• **Texte de l'exercice**

------

Il y a dix ans, Eminem exorcisait ses démons avec “Not Afraid”

Après avoir bravé la mort à la suite d’une longue traversée du désert, Eminem s’offrait un retour triomphal sur le devant de la scène avec le single “Not Afraid”.

Il y a quelques jours à peine, Eminem célébrait ses douze ans de sobriété. Une sacrée prouesse quand on sait par quels enfers le rappeur de Détroit est passé. C’est justement pour cristalliser sa victoire contre ses démons d’addiction qu’il a signé “Not Afraid” le 29 avril 2010. Mais avant d’en arriver là, la route a été longue. Souvenons-nous qu’Eminem était au fond du trou et qu’il a bien failli ne jamais remonter.

Retour en 2006. Cette année-là, Marshall Mathers sombre dans la spirale infernale des addictions à diverses drogues et médicaments. Une malédiction entraînée par les démons de la célébrité, mais aggravée par la disparition tragique de son meilleur ami, Proof. Il entamera alors une longue traversée du désert pendant près de trois ans. Échappant de peu à la mort, il parvient à se raccrocher à la vie et décide dans un éclair de lucidité, d’entrer en cure de désintoxication.

De l’ombre à la lumière

Cette période noire de sa vie, Eminem, la raconte avec brio dans l’album Relapse, publié en 2009. Mais alors que le monde entier attend un Relapse 2 pour l’année suivante, le rappeur va prendre tout le monde de court et revenir en homme nouveau avec l’album Recovery. Un disque charnière dans sa carrière, porté d’abord par le single “Not Afraid”.

A la première écoute, on s’aperçoit bien vite que ce titre contraste totalement avec les couleurs de son précédent album. Exit, les teintes sombres de Relapse orchestrées par Dr. Dre et place à la lumière. Eminem, qui nous avait habitués à des premiers singles plutôt clownesques (“The Real Slim Shady”, “Without Me”, “Just Lose It” ou encore “We Made You”), oublie l’ironie et le second degré pour jouer la carte de l’authenticité.

------

• **Données enregistrées**
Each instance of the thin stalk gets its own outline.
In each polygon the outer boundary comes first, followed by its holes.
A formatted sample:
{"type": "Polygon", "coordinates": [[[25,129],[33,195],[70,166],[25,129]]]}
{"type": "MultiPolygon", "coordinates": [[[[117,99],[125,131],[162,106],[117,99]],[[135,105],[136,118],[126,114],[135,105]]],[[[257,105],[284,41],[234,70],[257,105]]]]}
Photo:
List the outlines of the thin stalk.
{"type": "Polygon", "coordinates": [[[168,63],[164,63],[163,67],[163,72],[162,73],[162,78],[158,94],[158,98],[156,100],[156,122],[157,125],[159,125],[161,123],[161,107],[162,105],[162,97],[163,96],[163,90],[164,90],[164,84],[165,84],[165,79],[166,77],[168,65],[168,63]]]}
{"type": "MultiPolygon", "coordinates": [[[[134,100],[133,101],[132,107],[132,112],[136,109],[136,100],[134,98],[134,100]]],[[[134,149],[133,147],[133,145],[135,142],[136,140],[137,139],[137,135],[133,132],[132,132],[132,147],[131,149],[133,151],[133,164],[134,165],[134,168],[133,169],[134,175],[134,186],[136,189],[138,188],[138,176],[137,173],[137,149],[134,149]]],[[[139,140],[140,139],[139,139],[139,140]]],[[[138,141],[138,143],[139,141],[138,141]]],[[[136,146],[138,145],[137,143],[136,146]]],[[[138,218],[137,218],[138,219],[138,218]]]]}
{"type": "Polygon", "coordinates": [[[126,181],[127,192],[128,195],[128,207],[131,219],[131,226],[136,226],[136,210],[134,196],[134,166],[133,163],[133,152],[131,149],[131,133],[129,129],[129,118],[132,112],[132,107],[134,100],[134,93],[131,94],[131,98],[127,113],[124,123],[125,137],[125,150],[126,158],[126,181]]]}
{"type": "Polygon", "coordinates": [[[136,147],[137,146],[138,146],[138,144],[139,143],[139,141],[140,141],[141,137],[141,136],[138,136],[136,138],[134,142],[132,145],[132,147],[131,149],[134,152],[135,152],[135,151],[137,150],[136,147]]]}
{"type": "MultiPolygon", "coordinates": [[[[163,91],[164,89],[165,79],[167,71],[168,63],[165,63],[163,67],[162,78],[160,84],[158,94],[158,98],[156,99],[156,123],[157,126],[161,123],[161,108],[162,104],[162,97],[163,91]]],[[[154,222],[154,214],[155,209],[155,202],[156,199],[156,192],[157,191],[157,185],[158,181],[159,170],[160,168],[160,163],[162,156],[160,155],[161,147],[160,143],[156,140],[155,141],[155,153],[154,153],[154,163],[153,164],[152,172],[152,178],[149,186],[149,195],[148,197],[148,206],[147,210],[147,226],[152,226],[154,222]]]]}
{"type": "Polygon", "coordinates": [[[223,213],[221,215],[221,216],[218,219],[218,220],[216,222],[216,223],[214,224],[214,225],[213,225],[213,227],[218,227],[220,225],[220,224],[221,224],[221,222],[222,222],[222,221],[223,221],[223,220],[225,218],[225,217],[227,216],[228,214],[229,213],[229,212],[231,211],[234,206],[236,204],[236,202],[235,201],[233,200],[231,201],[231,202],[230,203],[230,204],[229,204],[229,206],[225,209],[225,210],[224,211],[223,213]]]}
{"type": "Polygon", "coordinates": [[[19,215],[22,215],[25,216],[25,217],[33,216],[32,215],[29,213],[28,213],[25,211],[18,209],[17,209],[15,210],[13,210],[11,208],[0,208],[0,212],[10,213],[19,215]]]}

------

• **Tâches demandées**
**a)** D'après l'article sur Eminem, à quelle date le rappeur a-t-il sorti « Not Afraid » ?
**b)** Rédigez, s'il vous plaît, la suite de l'article sur Eminem, en reprenant juste après sa dernière phrase.
Vous n'aurez pas besoin des données.

• **Résultats de l'exercice**
**a)** Le 29 avril 2010.

**b)**
Sur une production lumineuse du producteur canadien Boi-1da, c’est un Eminem ressuscité qui rappe haut et fort sa liberté retrouvée. Métamorphosé et la rage au ventre, il exorcise définitivement ses démons et signe par la même occasion, la mort de son alter ego démoniaque, Slim Shady. Dans sa démarche thérapeutique, il va jusqu’à désavouer ses précédents projets Encore et Relapse. Des disques faisant écho pour lui aux périodes les plus sombres de sa vie.

En écrivant ce titre, Eminem a conscience d’être un artiste miraculé, qui doit son salut uniquement à une force de caractère extraordinaire. C’est pourquoi il décide de partager sa force. Fédérateur, le toxicomane repenti se pose alors en prophète et invite tous ceux qui traversent des épreuves similaires aux siennes, à suivre ses pas.

Eminem, un homme et un artiste métamorphosé

Au-delà de son propos, “Not Afraid” amorce pour le rappeur de Détroit, les prémices d’un changement drastique. D’abord en terme de direction artistique. Désireux de s’offrir une renaissance concrète et pas uniquement symbolique, il renouvelle profondément sa formule et fait prendre à sa musique, un tournant résolument plus pop.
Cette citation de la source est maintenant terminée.